---------- CYTOWANY FRAGMENT

Literatura

budowla 2 (wiersz)

Marek Dunat

zimno

pochylone zbocza nie przyjmują już ani kropli

deszczu. coraz mniej jesieni odkąd znęcamy się nad

światłem i bez pardonu w chmury strzelamy kłębami

swoich win. niebo przyjmie wszystko w zamian odda

 

ziemię- matkę złajdaczoną do granic. postaci splugawionych

wądołów. szczyty przenikniętych głębią

wewnętrznego morza. zaczyna się koniec świata  krajów

płynących mlekiem . już czas. odliczanie wstrzymano

z westchnieniem ulgi i znów do początku i znów

do końca. czas myśli wyplutych z niewiarą wprost

w twarz bogów.  a ci grają nimi budując

podniebne burdele


dobry+ 8 głosów
Tylko zarejestrowani użytkownicy mogą komentować i oceniać teksty
Zaloguj się Nie masz konta?   Zarejestruj się
tussilago 28 pazdziernika 2008, 23:33
Co z tymi kropkami, Marku? Mogę doczepić się 'krańców'? Jakoś nie bardzo mi one. Ponuro i smętnie tej jesieni się porobiło. I Ciebie dopadło, widzę. Ale całość podoba się bardzo, zwłaszcza druga część, zwłaszcza trzy ostatnie wersy. Pozdrawiam.
Marek Dunat
Marek Dunat 28 pazdziernika 2008, 23:37
dzięki . krańce aut. sie przechery przyplątały . :)
Kuba Nowakowski
Kuba Nowakowski 29 pazdziernika 2008, 08:13
nie znałem waćpana z tej strony...
zieloneciele
zieloneciele 29 pazdziernika 2008, 10:30
a ja bym zostawiła jak było. no ale wola autora...hm.

"deszczu coraz mniej jesieni odkąd znęcamy się nad
światłem i bez pardonu w chmury strzelamy kłębami"- ta przerzutnia nie ma uzasadnienia.
Marek Dunat
Marek Dunat 29 pazdziernika 2008, 12:38
nie każda musi mieć uzasadnienie formalne, czasem wystarczy techniczne. ;)
zieloneciele
zieloneciele 29 pazdziernika 2008, 13:03
technicznego nie ma.
Marek Dunat
Marek Dunat 29 pazdziernika 2008, 13:24
jest. w głowie autora, a z niego to autor nie musi się tłumaczyć. :)

--------------------
---------- MATERIAŁ ŹRÓDŁOWY

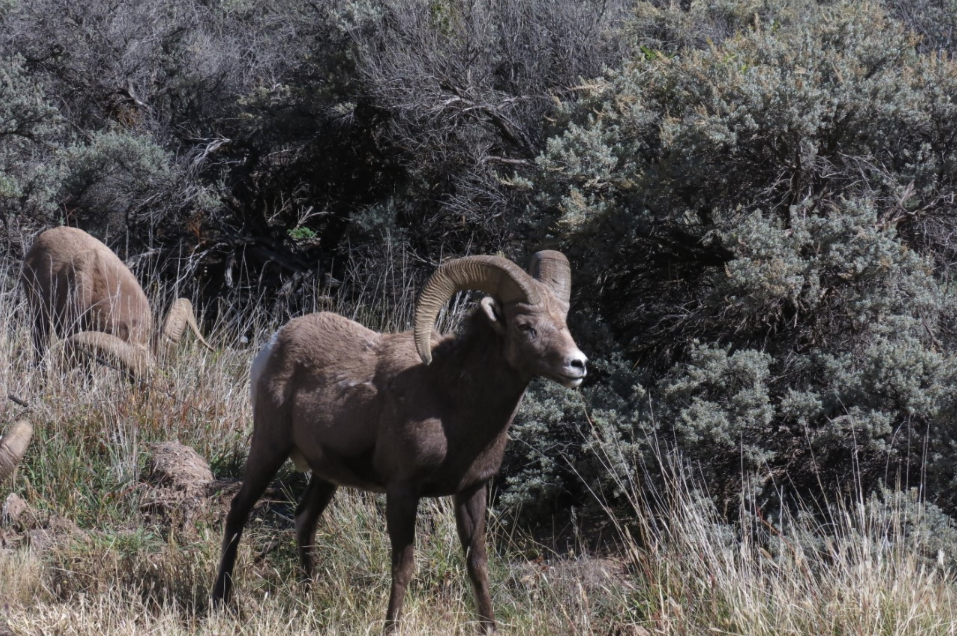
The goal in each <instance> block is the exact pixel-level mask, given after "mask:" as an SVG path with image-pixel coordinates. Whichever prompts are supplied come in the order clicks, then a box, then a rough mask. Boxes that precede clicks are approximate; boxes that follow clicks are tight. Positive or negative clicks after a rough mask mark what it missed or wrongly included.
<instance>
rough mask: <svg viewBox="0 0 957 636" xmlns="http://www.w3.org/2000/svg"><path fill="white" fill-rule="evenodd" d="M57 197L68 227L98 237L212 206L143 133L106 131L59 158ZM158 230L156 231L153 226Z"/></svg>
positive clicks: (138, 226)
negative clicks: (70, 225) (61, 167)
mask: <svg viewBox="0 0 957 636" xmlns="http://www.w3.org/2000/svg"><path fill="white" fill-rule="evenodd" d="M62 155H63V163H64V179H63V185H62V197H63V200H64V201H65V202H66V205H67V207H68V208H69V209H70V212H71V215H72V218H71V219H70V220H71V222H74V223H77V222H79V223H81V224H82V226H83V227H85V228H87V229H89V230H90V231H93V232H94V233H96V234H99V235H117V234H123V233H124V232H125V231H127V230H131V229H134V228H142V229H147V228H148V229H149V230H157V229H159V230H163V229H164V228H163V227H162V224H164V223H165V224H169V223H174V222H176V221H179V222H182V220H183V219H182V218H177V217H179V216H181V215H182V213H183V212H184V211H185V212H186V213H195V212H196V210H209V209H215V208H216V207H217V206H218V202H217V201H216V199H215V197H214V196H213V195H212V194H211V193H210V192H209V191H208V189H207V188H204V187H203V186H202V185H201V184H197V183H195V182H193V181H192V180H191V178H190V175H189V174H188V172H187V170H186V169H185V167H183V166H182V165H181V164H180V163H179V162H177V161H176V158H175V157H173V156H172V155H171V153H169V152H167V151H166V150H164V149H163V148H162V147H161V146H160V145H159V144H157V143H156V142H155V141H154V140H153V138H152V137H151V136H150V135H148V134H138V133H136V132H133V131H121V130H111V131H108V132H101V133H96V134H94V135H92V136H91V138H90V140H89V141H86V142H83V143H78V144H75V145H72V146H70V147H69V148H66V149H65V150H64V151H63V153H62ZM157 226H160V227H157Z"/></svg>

--------------------

__ZADANIE DO WYKONANIA A__: Podaj wszystkie nazwy użytkowników, którzy dodali komentarze pod wierszem w tekście. Każdą nazwę wymień tylko raz.
__ZADANIE DO WYKONANIA B__: Przytocz dosłownie linie rekordów od ich początku aż do linii z „positive clicks: (138, 226)” włącznie. Obrazy pomiń.
Tekst i rekordy stanowią dwa odrębne materiały.

__ROZWIĄZANIE ZADANIA A__: tussilago, Marek Dunat, Kuba Nowakowski, zieloneciele

__ROZWIĄZANIE ZADANIA B__:
The goal in each <instance> block is the exact pixel-level mask, given after "mask:" as an SVG path with image-pixel coordinates. Whichever prompts are supplied come in the order clicks, then a box, then a rough mask. Boxes that precede clicks are approximate; boxes that follow clicks are tight. Positive or negative clicks after a rough mask mark what it missed or wrongly included.
<instance>
rough mask: <svg viewBox="0 0 957 636" xmlns="http://www.w3.org/2000/svg"><path fill="white" fill-rule="evenodd" d="M57 197L68 227L98 237L212 206L143 133L106 131L59 158ZM158 230L156 231L153 226Z"/></svg>
positive clicks: (138, 226)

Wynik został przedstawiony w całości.